Stored items from a collection:
════════

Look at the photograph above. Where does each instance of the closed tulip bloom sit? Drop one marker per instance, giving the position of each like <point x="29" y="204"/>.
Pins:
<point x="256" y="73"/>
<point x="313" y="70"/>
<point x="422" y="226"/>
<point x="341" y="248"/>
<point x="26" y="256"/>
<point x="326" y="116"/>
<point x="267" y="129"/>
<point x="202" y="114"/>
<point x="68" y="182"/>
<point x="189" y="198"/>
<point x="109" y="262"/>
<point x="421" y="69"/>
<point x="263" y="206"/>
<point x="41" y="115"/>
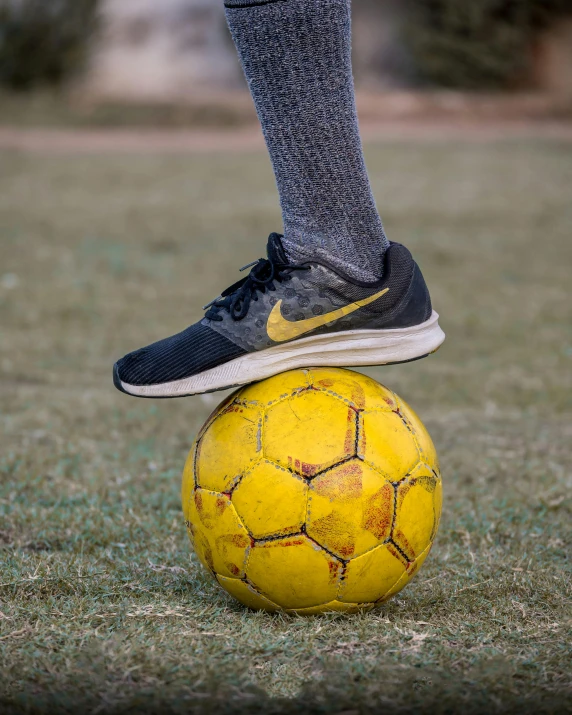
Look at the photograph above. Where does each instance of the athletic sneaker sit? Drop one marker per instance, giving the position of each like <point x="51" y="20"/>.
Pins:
<point x="284" y="316"/>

════════

What the task requires: Without the pictures, return the records above exactly as given.

The completed task:
Look at the photograph above. Where does each instance of the closed tulip bloom sit? Drop one marker per instance, giving the position of each like <point x="29" y="204"/>.
Pins:
<point x="256" y="73"/>
<point x="313" y="70"/>
<point x="422" y="226"/>
<point x="341" y="248"/>
<point x="26" y="256"/>
<point x="326" y="116"/>
<point x="267" y="129"/>
<point x="202" y="114"/>
<point x="68" y="182"/>
<point x="189" y="198"/>
<point x="109" y="262"/>
<point x="421" y="69"/>
<point x="263" y="206"/>
<point x="41" y="115"/>
Look at the photograph above. Where does each instance of the athletic sneaker sit? Drop one marker per instance, giving the position of each like <point x="51" y="20"/>.
Pins:
<point x="284" y="316"/>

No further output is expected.